§ Task
Rescale the records below by rewriting every line in full, with each point coordinate in the answers multiplied by 1.85 and rounded to the nearest whole number, halves rounded up, and all other text left unchanged. Omit the pictures from your response.

◇ ◇ ◇ ◇ ◇ ◇ ◇

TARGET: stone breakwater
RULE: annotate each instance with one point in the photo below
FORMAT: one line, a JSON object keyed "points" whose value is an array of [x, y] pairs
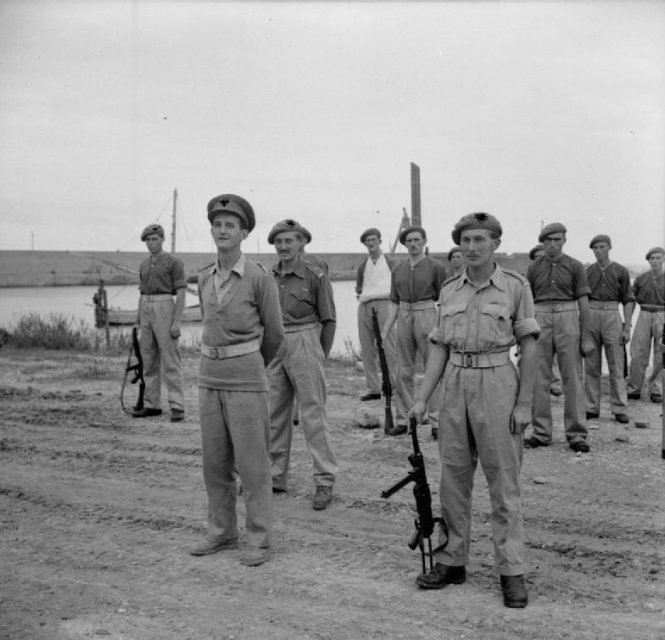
{"points": [[77, 268]]}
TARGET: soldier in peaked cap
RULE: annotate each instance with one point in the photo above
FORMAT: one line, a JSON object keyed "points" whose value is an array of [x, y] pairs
{"points": [[162, 276], [241, 333], [414, 290], [609, 285], [649, 290], [485, 406], [308, 314], [373, 293], [560, 291]]}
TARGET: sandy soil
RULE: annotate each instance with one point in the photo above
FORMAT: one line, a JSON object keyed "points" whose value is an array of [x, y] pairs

◇ ◇ ◇ ◇ ◇ ◇ ◇

§ Written response
TARGET: stone breakwater
RULE: annotate each instance with one point in the photo below
FORMAT: one line, a JSON object keyed "points" whose value is an array of [x, y] pairs
{"points": [[142, 496]]}
TARGET: soldier in peaked cap
RULE: annotate each instance with one point in the photo above
FORMAT: one line, a JSON object keyed "points" whose value is an array of [x, y] pairs
{"points": [[300, 511], [446, 616], [766, 537], [1127, 527], [1201, 537], [897, 751], [570, 581], [690, 542], [1036, 538]]}
TARGET: sandy soil
RULE: annotate each instance with one point in the photo above
FORMAT: one line, a JSON object keyed "points" whose value is an array of [x, y] pairs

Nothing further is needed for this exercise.